Records for this exercise below:

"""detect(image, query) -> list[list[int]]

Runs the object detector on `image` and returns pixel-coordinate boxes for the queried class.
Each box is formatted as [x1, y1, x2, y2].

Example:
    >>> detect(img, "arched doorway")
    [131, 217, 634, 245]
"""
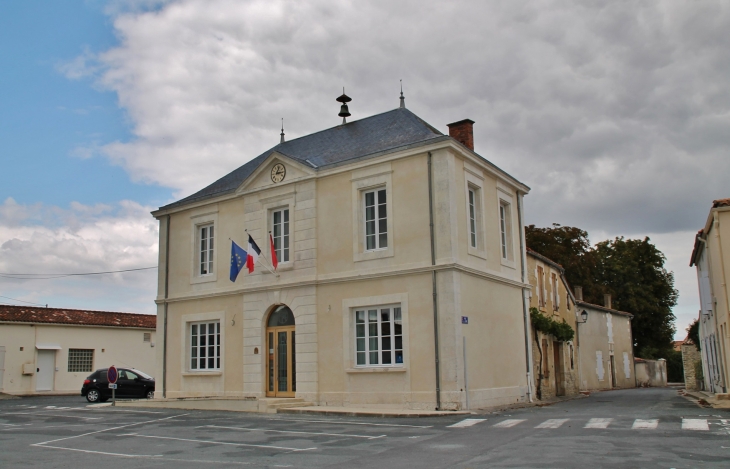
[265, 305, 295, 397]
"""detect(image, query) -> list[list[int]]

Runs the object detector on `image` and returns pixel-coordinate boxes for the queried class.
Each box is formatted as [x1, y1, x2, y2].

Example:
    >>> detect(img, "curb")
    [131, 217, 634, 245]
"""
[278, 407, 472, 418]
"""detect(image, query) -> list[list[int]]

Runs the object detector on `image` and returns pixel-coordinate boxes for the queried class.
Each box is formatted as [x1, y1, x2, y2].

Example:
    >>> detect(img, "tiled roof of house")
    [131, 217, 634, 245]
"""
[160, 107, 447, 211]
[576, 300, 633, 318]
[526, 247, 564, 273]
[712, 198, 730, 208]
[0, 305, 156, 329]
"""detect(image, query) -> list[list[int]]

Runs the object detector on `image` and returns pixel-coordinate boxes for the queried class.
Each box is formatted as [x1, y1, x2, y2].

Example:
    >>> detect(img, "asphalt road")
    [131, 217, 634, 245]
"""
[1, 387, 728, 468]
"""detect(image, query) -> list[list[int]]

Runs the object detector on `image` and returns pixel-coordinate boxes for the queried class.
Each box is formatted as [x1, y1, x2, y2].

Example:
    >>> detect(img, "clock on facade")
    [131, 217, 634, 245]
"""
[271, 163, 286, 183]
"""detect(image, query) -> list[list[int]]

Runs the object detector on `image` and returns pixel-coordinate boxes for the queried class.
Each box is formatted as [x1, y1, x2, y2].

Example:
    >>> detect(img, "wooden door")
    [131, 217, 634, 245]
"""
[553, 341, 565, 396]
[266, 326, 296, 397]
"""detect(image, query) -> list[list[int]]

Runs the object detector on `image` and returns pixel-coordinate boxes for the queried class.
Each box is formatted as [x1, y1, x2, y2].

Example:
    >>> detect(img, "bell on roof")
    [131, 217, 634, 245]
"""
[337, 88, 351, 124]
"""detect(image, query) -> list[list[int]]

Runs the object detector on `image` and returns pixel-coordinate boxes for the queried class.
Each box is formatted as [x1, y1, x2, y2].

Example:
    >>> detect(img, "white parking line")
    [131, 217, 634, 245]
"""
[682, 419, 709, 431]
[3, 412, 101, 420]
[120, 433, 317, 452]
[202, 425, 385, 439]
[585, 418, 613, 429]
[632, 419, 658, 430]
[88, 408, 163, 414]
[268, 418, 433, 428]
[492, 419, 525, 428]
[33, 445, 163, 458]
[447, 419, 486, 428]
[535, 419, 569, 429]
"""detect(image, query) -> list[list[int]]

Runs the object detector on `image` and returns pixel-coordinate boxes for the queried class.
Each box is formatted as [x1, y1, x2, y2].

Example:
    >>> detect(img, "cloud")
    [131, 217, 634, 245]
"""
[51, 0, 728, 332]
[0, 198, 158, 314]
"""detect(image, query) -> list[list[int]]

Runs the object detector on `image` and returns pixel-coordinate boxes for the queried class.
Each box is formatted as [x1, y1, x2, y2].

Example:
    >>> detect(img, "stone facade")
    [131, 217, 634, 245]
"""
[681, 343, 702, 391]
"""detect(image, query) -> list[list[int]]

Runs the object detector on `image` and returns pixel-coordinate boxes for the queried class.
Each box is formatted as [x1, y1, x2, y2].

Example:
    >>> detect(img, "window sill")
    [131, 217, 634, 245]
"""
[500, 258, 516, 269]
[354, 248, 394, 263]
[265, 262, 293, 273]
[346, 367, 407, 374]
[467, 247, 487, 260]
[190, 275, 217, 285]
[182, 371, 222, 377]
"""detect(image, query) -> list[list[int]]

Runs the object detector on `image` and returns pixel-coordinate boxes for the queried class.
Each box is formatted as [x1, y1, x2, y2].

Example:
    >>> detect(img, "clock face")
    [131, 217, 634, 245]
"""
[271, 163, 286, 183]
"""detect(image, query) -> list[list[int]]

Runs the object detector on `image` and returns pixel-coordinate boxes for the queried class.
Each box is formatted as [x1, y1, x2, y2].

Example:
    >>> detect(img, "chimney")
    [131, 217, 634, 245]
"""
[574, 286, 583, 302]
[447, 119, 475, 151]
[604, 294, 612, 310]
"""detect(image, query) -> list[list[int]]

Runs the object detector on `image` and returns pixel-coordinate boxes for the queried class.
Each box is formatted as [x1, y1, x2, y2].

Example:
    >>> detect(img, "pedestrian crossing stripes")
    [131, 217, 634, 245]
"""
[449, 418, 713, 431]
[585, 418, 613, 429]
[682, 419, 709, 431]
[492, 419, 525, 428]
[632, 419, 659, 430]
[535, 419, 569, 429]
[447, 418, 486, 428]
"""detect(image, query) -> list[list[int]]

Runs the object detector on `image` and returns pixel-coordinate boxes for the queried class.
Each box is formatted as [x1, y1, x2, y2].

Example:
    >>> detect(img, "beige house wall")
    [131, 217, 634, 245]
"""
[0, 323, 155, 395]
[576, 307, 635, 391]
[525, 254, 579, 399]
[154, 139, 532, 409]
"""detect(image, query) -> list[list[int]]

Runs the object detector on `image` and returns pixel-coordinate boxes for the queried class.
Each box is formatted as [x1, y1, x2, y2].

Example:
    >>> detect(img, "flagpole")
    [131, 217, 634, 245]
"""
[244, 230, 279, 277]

End of Records for this exercise.

▸ What you are asked to do: Tally the lines of the material above that include the string "clock", then give only the tally.

▸ Exercise answer: 2